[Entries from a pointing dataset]
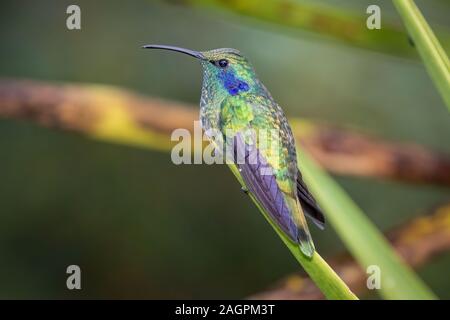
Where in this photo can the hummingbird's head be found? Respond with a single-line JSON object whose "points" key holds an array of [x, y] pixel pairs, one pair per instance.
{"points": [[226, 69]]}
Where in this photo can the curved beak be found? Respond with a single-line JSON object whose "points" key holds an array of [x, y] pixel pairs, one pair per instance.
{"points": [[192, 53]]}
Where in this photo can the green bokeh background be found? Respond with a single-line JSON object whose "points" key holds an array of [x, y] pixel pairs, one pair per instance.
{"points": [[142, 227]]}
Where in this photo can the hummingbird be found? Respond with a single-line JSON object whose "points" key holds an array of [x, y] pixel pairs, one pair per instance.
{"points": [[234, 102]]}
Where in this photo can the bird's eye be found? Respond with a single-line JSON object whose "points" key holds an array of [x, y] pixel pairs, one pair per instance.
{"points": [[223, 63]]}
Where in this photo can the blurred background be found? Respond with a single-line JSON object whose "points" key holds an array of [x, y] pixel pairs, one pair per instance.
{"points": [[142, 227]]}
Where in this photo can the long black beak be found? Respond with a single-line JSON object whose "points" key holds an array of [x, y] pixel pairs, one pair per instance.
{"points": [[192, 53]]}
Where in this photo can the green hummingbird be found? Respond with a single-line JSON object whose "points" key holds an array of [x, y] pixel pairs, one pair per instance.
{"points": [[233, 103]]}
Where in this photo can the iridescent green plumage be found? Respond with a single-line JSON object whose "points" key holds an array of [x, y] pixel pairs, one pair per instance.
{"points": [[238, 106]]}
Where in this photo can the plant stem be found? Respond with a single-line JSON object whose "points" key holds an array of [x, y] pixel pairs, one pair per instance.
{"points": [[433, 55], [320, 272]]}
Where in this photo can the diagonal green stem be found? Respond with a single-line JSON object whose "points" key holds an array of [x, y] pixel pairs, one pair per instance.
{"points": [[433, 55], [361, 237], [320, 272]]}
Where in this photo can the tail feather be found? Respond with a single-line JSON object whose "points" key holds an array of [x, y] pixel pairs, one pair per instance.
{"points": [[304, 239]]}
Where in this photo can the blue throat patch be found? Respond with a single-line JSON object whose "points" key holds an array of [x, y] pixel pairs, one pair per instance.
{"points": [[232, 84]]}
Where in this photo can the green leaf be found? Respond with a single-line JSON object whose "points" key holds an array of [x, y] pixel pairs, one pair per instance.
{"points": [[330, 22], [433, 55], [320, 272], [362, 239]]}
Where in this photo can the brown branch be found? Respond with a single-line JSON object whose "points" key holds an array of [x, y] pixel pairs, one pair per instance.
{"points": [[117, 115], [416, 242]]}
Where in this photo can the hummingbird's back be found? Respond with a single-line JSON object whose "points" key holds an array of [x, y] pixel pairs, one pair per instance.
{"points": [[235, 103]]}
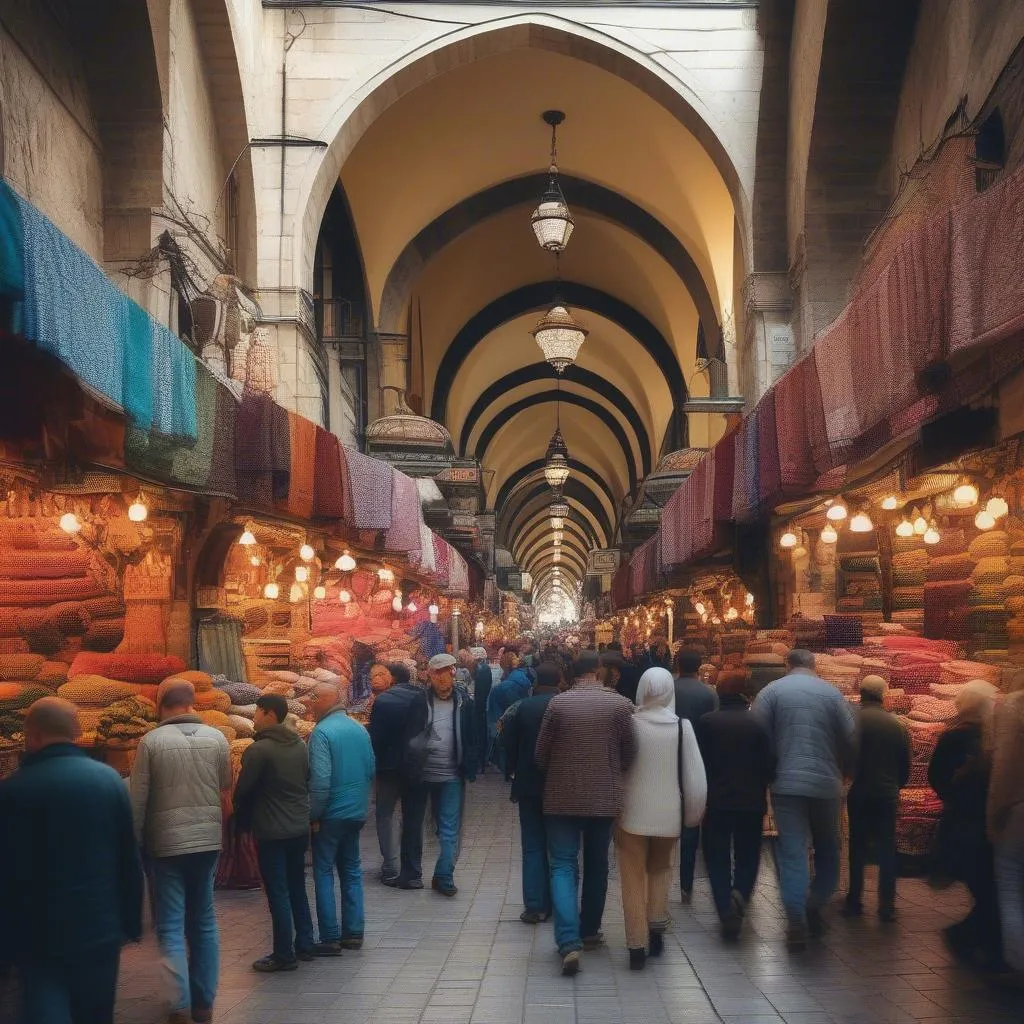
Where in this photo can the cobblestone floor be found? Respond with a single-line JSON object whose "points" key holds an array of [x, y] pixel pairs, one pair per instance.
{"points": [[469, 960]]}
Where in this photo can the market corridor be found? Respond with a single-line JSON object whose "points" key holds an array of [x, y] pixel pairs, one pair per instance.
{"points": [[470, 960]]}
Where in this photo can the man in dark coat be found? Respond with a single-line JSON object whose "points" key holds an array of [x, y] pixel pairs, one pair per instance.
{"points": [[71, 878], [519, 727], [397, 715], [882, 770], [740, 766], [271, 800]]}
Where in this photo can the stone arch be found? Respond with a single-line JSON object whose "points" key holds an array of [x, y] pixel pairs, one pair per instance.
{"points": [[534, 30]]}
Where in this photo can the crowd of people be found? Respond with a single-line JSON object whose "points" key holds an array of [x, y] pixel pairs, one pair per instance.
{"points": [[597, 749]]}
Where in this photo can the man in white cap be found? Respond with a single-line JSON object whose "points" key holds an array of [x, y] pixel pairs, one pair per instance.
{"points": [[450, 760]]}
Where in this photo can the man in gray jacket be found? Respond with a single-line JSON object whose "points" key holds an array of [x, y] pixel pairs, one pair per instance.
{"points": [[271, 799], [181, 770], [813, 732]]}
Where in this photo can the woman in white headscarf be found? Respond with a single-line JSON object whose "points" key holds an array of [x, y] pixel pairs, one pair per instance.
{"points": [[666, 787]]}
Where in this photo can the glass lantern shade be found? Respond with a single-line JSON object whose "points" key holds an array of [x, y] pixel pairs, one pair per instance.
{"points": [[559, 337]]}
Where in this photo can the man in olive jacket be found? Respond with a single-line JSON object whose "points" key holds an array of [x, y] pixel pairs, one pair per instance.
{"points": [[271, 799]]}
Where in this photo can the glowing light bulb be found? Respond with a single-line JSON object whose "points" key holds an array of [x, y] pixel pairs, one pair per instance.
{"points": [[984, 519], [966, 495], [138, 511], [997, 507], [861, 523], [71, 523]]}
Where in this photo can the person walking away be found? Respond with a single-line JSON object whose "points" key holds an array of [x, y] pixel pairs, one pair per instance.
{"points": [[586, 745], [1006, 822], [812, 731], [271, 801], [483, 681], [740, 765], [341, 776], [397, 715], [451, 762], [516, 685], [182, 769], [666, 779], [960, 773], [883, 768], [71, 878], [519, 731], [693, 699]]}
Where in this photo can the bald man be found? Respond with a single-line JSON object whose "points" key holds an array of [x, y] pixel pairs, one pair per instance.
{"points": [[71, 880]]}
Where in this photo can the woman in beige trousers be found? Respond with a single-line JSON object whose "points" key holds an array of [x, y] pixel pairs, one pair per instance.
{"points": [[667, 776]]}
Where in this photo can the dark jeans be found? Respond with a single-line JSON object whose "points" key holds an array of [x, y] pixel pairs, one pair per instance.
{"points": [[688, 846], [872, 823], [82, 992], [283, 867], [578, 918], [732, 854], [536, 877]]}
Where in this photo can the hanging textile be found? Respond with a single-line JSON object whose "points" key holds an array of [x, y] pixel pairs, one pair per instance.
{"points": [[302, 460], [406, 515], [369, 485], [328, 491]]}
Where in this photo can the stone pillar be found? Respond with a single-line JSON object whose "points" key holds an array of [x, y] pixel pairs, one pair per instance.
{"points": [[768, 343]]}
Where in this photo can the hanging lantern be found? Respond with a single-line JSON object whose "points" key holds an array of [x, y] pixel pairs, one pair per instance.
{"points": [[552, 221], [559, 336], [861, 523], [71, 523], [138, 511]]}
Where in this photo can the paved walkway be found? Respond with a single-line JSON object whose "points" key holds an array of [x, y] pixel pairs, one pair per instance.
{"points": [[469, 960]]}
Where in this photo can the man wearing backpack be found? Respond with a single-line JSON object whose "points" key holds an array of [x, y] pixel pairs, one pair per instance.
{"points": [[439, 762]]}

EXERCISE OBJECTIVE: Your task is to return the entries above exactly, with no pictures.

TASK SOLUTION:
Where in this photo can the hummingbird's head be found? Respond with a single-line JSON object whose "points" key holds an array of [x, y] pixel pairs, one pair per instance.
{"points": [[226, 69]]}
Where in this photo can the curved beak be found? Respond with a single-line JSON object whose "points" key holds an array of [x, y] pixel pairs, one pair per instance.
{"points": [[192, 53]]}
Where in this photo can the green bokeh background be found? Respond with a single-line JSON object whose "points" key holds an array of [x, y] pixel pairs, one pair per instance.
{"points": [[142, 227]]}
Where in this photo can the hummingbird be found? Respond with a single-line JSON object whose "points" key holds an array of [x, y] pixel pairs, one pair per instance.
{"points": [[234, 102]]}
Where in this photo can the bird's eye be found? Respond with a single-line JSON object whose "points" key holds an array of [x, y] pixel pairs, one pair per instance.
{"points": [[223, 63]]}
Where in this photo can the blurred background be found? Respond with a single-line JSON object whose "points" key holds an array of [x, y] pixel pairs, one pair per instance.
{"points": [[142, 227]]}
Where in this photo can the long black beak be found? Respond with a single-line JSON object whose "points" key holds an array of [x, y] pixel pairs, one pair per instance.
{"points": [[192, 53]]}
Where in this photo can the green hummingbird be found? Respond with a single-line JSON object whose "points" key holds an array of [x, y] pixel pairs, one pair per instance.
{"points": [[233, 103]]}
Where in this photo can the iridescent green plumage be found? Respond with a single-line JSON object whose "points" key holds an array of [x, y] pixel pairs, one pair per instance.
{"points": [[238, 106]]}
Where in this photo can the plant stem be found? Respond with a single-line JSON object whose "points" key holds an array of [x, y] pixel pairs, one pair per instance.
{"points": [[433, 55], [320, 272]]}
Where in this photo can the diagonal green stem be found? Respond with a single-line JSON object whose "points" key holds an array of [x, y] pixel pairs, one pair per instance.
{"points": [[433, 55], [361, 237], [320, 272]]}
Where in this photo can the tail feather be found? Respond with a single-line JSON object whose "points" key holds an array of [x, y] pixel pairs, one pair per instance.
{"points": [[304, 239]]}
Where in this photo can the blue throat patch be found? Respond with a single-line JSON object whose "points" key holds an array of [x, y] pixel pairs, one pair per instance.
{"points": [[232, 84]]}
Where in this photo can the green leaf be found? Respond with a single-line JSON object whose "points" key holds an array of [x, y] pixel pairs, one pair per instance.
{"points": [[330, 22], [433, 55], [320, 272], [362, 239]]}
Where in this photo can the brown branch be found? Respond with a single-line JSON object whose "points" key holds an array of [x, y] pixel pairs, one pair per instance.
{"points": [[117, 115], [416, 242]]}
Where in this photo can the hummingbird's back be found? Respond with a single-line JSON object whose "points" key holds an array of [x, y] pixel pairs, one pair per instance.
{"points": [[235, 103]]}
Where in this photo can the cobblestone floor be found? Respond with a single-line JSON object whose "points" key holds an array of [x, y] pixel pairs, one pair per instance.
{"points": [[469, 960]]}
Where in this photo can the market corridor be found? Respond with a single-line JSON object whose "points" key holds an array of [x, y] pixel pairs, one pair per instance.
{"points": [[470, 960]]}
Where in this photo can the man in dark coat be found? Respond with a single-line JSON object whose "points" key holds an array of [x, y] pixel pairs, one pair per instance.
{"points": [[71, 878], [519, 727], [397, 715], [882, 770], [740, 766], [271, 800]]}
Where in this photo can the stone arch be found? Respond with a single-line JSON object whose "points" key holds an array of [x, y] pixel pairs, one pair per instance.
{"points": [[534, 30]]}
Where in this photo can the crowd of people be found? Respond with a single-line JSON object whose "points" key holds an array of [x, y] pixel pairs, one pair per instance.
{"points": [[597, 749]]}
Where in this photo can the man in white cap be found? Respond with a single-line JSON object whose "points" key holds an array of [x, y] pixel pairs, one pair per instance.
{"points": [[450, 760]]}
Where in this photo can the man in gray jacket be found? Respond with a single-line JSON object whose "points" key holds an array of [x, y] pixel pairs, one pair per instance.
{"points": [[271, 799], [181, 770], [813, 732]]}
Where in this photo can the woman in white headscarf be found? Respond with a single-line JSON object whose "points" key holds an array of [x, y] pixel pairs, one pair per instance.
{"points": [[666, 787]]}
Where in this photo can the glass lantern shade be found? Respond with a single-line JSON object whose "points" key holds an array of [x, y] pixel pairs, one pair per instance.
{"points": [[559, 337]]}
Where in this photo can the man in olive jacket be found? Respond with a single-line JSON object whose "points" key holds an array of [x, y] pixel pairs, one pair per instance.
{"points": [[271, 799]]}
Where in this photo can the glowing light bulb be found? Respond with a single-line JSON object whose "points" key holds an array of [x, y] pixel pairs, one pair per instance.
{"points": [[984, 519], [966, 495], [138, 511], [997, 507], [861, 523], [71, 523]]}
Where in this photo can the person walking away be found? Respond with a single-line JSON object whose "points" key holds an array of [x, y] pixel pairs, one pair per instance.
{"points": [[586, 745], [1006, 822], [812, 731], [271, 801], [483, 681], [740, 765], [341, 776], [397, 715], [451, 762], [516, 685], [182, 769], [666, 779], [960, 773], [883, 768], [71, 878], [519, 731], [693, 699]]}
Where in this photo can the bald man be found? Respond with a single-line JSON object whose "points" key holds an array of [x, y] pixel pairs, one pair per instance.
{"points": [[71, 880]]}
Where in this photo can the woman in beige trousers be found? Respond with a single-line JSON object whose "points" key holds an array of [x, y] pixel pairs, one pair per instance.
{"points": [[667, 776]]}
Where in this photo can the dark jeans be found? Respond with a single-line JSON object whose "points" key holds an array of [x, y] pixel pairs, one pair per instance.
{"points": [[688, 846], [872, 823], [82, 992], [283, 867], [578, 918], [732, 854], [536, 877]]}
Where in this photo can the hanging textile be found? Respond with a single-line JSON object whose "points" key holds an array of [x, y] pixel pairs, one pair per instance.
{"points": [[302, 460], [406, 515], [369, 485], [328, 491]]}
Where in this photo can the stone pillar be found? Respond with a single-line JSON object whose "points" key holds an array of [x, y] pixel pairs, one pair per instance.
{"points": [[768, 343]]}
Where in this photo can the hanging lantern be found? Respond with a single-line JSON object whose "points" key holds an array of [x, y] pixel pairs, one pair per instance.
{"points": [[552, 221], [559, 336], [861, 523], [71, 523], [138, 511]]}
Where in this photo can the paved walkway be found? Respond with a single-line JSON object whose "points" key holds an array of [x, y] pixel pairs, one pair per instance.
{"points": [[469, 960]]}
Where in this photo can the man wearing backpack be found? Respond with a single-line JSON object whose "points" key holds an array of [x, y] pixel pairs, one pair per instance.
{"points": [[439, 762]]}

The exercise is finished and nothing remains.